» **Отрывок**
Допускаю, что Похититель понимал, что во мне происходит. Когда в то лето он впервые вывел меня в сад в дневное время, он был уверен, что я не сбегу. Незадолго до этого он позволил мне принять короткие солнечные ванны: на нижнем этаже была комната с окном до пола, которая не просматривалась снаружи ни с одной стороны, если опустить жалюзи. Там мне можно было прилечь на лежак и подставить себя лучам солнца. Для Похитителя это было что-то вроде «профилактического обслуживания»: он знал, что без солнечного света человек долго не протянет, и поэтому следил за тем, чтобы изредка я его получала. Для меня это было откровением.

» **Приведённые строки**
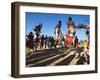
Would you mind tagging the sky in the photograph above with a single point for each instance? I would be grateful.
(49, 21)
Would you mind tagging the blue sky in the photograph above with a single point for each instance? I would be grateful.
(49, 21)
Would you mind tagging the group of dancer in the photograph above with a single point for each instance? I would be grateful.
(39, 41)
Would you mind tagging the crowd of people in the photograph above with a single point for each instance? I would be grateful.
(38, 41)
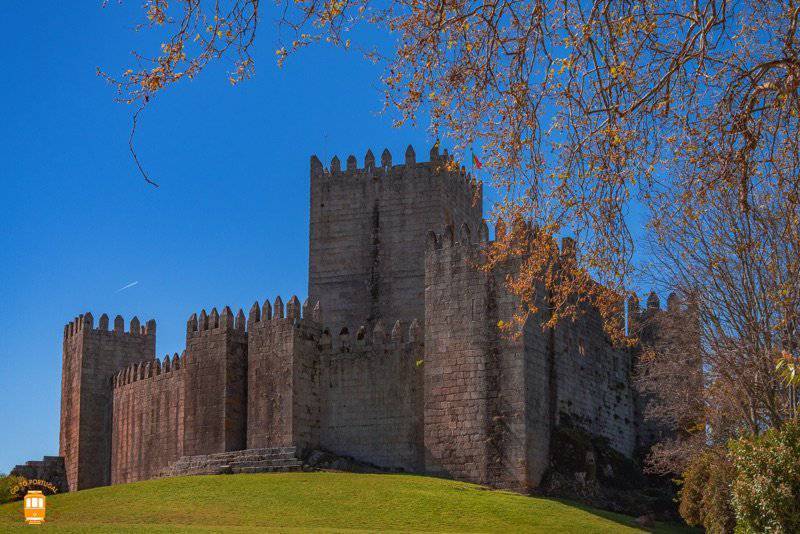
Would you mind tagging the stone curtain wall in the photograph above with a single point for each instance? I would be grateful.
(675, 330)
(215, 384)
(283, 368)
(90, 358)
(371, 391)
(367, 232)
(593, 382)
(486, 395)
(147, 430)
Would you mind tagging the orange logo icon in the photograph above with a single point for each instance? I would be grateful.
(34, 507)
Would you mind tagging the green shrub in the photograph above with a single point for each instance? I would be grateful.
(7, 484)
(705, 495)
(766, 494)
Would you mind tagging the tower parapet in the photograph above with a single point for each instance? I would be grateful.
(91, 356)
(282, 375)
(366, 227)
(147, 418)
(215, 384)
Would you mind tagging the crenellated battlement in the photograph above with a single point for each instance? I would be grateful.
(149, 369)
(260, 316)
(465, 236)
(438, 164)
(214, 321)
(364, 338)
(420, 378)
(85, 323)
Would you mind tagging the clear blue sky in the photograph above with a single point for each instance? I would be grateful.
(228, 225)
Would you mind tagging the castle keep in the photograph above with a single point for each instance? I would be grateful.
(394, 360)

...

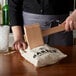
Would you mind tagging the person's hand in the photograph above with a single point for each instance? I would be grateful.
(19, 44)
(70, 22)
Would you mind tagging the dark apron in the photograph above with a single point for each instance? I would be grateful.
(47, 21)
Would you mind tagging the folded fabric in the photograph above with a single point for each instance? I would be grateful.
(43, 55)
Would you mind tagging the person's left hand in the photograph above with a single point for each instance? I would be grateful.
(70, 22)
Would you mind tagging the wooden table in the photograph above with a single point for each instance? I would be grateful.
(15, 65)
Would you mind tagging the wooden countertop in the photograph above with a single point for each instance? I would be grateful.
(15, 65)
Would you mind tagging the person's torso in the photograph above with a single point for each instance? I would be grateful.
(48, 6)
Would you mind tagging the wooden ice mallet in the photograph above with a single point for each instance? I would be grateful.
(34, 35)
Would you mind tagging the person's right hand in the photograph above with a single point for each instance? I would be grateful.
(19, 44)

---

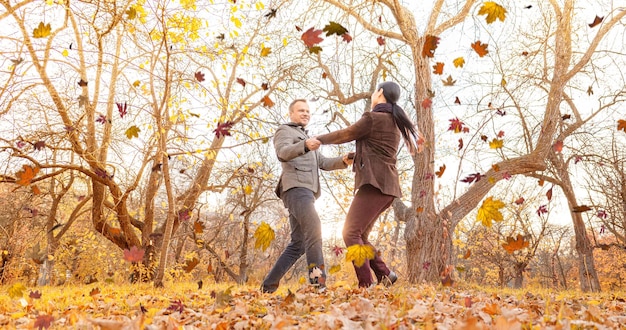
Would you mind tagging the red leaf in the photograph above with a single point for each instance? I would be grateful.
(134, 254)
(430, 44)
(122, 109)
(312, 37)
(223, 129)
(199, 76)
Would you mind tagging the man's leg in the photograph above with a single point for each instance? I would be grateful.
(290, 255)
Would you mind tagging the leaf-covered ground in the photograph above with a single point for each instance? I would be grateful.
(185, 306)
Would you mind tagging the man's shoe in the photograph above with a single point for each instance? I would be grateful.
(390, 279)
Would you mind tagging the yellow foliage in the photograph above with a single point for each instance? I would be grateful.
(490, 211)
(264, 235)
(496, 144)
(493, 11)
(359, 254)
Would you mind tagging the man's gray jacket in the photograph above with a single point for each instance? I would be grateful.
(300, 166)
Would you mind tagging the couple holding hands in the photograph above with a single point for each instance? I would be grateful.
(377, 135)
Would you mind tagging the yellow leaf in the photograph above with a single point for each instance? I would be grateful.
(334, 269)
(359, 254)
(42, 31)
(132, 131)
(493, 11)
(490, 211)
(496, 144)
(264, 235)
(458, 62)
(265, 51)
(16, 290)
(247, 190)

» **Задания**
1) Изложите отрывок о солнечных ваннах в двух предложениях.
2) Согласуются ли с отрывком о солнечных ваннах следующие утверждения: (a) комната для солнечных ванн находилась на верхнем этаже; (b) Похититель был уверен, что в саду пленница не сбежит; (c) солнечный свет пленница получала каждый день? На каждое ответьте «да» или «нет» и приведите решающие слова отрывка дословно.
3) Продолжите отрывок о солнечных ваннах с того места, на котором он заканчивается.
Строки для этой работы не понадобятся.

» **Ответы**
1) Тем летом Похититель впервые вывел пленницу в сад днём, уверенный, что она не сбежит, а незадолго до этого позволил ей короткие солнечные ванны на лежаке в комнате нижнего этажа с окном до пола, которую при опущенных жалюзи не было видно снаружи. Для него это было «профилактическим обслуживанием», ведь без солнечного света человек долго не протянет, а для неё это стало откровением.

2)
(a) Нет: «на нижнем этаже была комната с окном до пола».
(b) Да: «он был уверен, что я не сбегу».
(c) Нет: «изредка я его получала».

3)
Ощущение теплых лучей на моей бледной коже неописуемо. Я закрыла глаза. Солнце выписывало красные завитки под моими веками. Я постепенно впадала в полузабытье и представляла себя в открытом бассейне, слышала радостные детские голоса и чувствовала прохладу воды, омывающей кожу, если разгоряченной войти в нее. Я отдала бы все на свете, чтобы один разочек поплавать! Как Похититель, который иногда появлялся в застенке в плавках. Соседи, дальняя родня Приклопилов, имели такой же, как у него, бассейн в саду, только наполненный водой и пригодный для использования. Когда они отсутствовали, и Похититель следил за порядком в доме или поливал цветы, он иногда немного плавал. Я завидовала черной завистью.
Как-то в это же лето он огорошил меня новостью, что я могу пойти с ним искупаться. Соседей не было, а так как сады обоих домов соединялись тропинкой, к бассейну можно было пройти незамеченными с улицы.
Трава щекотала ступни моих голых ног, утренняя роса блестела маленькими бриллиантами между стебельков. Я проследовала за ним по узкой дорожке к саду соседей, разделась и скользнула в воду.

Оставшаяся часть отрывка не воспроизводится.